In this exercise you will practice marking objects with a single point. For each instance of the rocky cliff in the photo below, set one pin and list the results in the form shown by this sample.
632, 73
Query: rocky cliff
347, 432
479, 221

+---+

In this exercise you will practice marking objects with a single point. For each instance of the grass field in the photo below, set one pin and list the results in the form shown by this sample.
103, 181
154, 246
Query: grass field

+---+

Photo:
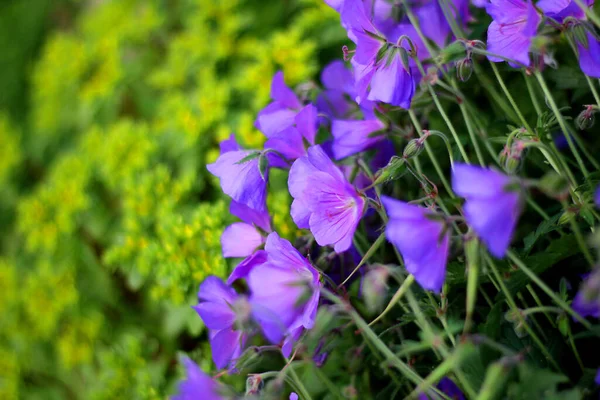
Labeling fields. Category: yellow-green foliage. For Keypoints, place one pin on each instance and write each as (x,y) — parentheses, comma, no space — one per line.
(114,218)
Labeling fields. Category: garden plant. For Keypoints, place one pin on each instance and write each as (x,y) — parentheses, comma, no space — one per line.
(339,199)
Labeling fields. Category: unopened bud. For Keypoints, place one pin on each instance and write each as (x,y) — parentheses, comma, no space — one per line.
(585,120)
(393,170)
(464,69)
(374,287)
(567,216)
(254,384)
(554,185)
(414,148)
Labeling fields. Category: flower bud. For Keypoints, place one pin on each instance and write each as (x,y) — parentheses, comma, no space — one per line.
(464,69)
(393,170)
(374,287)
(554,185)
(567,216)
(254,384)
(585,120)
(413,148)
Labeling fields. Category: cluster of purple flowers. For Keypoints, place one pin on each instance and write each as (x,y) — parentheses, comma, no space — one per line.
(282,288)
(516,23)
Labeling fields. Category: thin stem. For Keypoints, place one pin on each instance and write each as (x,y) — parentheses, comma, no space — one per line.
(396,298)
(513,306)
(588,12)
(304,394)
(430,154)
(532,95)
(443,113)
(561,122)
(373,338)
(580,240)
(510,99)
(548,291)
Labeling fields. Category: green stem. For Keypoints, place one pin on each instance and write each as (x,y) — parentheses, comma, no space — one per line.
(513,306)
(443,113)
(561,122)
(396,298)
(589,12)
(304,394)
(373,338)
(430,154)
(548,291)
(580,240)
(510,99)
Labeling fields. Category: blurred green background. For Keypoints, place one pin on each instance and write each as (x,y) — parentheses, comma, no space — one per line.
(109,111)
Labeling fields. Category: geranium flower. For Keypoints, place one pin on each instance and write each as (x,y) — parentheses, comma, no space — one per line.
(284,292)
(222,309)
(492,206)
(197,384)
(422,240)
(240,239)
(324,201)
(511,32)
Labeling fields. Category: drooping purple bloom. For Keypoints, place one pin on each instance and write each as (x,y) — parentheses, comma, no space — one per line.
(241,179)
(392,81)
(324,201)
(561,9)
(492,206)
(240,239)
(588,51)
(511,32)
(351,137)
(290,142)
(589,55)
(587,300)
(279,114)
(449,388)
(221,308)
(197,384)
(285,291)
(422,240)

+---+

### What this task involves
Copy every line of the records above that contains "grass".

### Your solution
In this exercise you will practice marking objects with a single point. For each instance of the grass field in the photo below, set one pin and list the results in the form shown by this sample.
Query: grass field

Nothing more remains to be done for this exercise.